:: Yazılı görevler ::
(a) Hakim Bey şarkısıyla ilgili yazıya göre şarkının sözü ve bestesi kime ait?
(b) Hakim Bey şarkısıyla ilgili yazının "Sussan olmuyor" sözleriyle açılıp "olmadığı kadar parladı." ile kapanan kısmını, "Hakim Bey" yerine "Kadı Efendi" koyarak yeniden yaz.

== Kaynak metin ==

Sayfalar

25 Haziran 2012 Pazartesi

Hakim Bey

Kuzey Güney son iki bölümdür sınırları zorluyor. Şarkıyı duyunca, "Bunu Mehmet Erdem dışında başka biri yorumlamasın" diyor insan. Şarkının sözü ve bestesi-tabii ki-  Sezen Aksu'ya ait. Kendisi dahil, Zülfü Livaneli, Levent Yüksel gibi isimler de seslendirmiş. Sezen Aksu versiyonunun hiç hiç hoşuma gitmemesinin yanı sıra Zülfü Livaneli versiyonu ise, gazinoda piyanist şantör eşliğinde söylenen şarkılar gibi.


Sussan olmuyor
Susmazsan olmaz
Dil dursa Hakim Bey tende can durmaz

Finalini bu şarkıyla yaptı Kuzey Güney. Aslında olayın aşırı damardan girişine çok uymadı bu şarkı, biraz hareketli kaldı. Sözlerini de ilişkilendiremedim ben açıkçası. Zaten şarkının bağlamı da siyasiye daha yakın.Ancak başlı başına düşünürse, Kuzey Güney ile patlamasını yaptı, şarkı dizi sayesinde hiç olmadığı kadar parladı.

===
== Kayıtlı bilgiler ==

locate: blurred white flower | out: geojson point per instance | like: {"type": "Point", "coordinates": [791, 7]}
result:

===

:: Görev sonuçları ::
(a) Sezen Aksu'ya ait.

(b)
Sussan olmuyor
Susmazsan olmaz
Dil dursa Kadı Efendi tende can durmaz

Finalini bu şarkıyla yaptı Kuzey Güney. Aslında olayın aşırı damardan girişine çok uymadı bu şarkı, biraz hareketli kaldı. Sözlerini de ilişkilendiremedim ben açıkçası. Zaten şarkının bağlamı da siyasiye daha yakın.Ancak başlı başına düşünürse, Kuzey Güney ile patlamasını yaptı, şarkı dizi sayesinde hiç olmadığı kadar parladı.